*Passage given:*
AIRPORT: I TOTALLY agree with Billy Snook's views on Durham Tees Valley Airport (HAS, Nov 22).
To call Teesside Airport, Durham Tees Valley is ludicrous, as it is just outside of Darlington.
The name will baffle not only foreign travellers, but national ones as well. The airport is nowhere near Durham and its name should be changed to Tees Valley or back to good old Teesside Airport again.
At least that way travellers will find themselves in the correct location instead of being lost in Durham, and in an airport with a local name. - Christopher Wardell, Darlington.
MIDDLE EAST
IF George Bush and Tony Blair are serious about resolving the Arab/Israeli conflict, they need to accept the minimum requirements for a Palestinian State. It would be necessary for the Israelis to withdraw completely from all of the West Bank and Gaza, and to remove every single one of the illegal Jewish settlements.

*Goals:*
#1 In the letters above, condense the paragraph beginning "The name will baffle" into a shorter version that keeps its main points.
#2 From the letters above, extract word for word the passage between "AIRPORT: I TOTALLY" and "illegal Jewish settlements.", inclusive.

*Dataset records about object locations:*
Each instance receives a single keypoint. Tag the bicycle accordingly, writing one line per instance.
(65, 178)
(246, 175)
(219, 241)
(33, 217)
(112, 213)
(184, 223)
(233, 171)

*Outputs:*
#1 The name confuses both foreign and domestic travelers. Since the airport is nowhere near Durham, it should be renamed Tees Valley or go back to Teesside Airport.

#2
AIRPORT: I TOTALLY agree with Billy Snook's views on Durham Tees Valley Airport (HAS, Nov 22).
To call Teesside Airport, Durham Tees Valley is ludicrous, as it is just outside of Darlington.
The name will baffle not only foreign travellers, but national ones as well. The airport is nowhere near Durham and its name should be changed to Tees Valley or back to good old Teesside Airport again.
At least that way travellers will find themselves in the correct location instead of being lost in Durham, and in an airport with a local name. - Christopher Wardell, Darlington.
MIDDLE EAST
IF George Bush and Tony Blair are serious about resolving the Arab/Israeli conflict, they need to accept the minimum requirements for a Palestinian State. It would be necessary for the Israelis to withdraw completely from all of the West Bank and Gaza, and to remove every single one of the illegal Jewish settlements.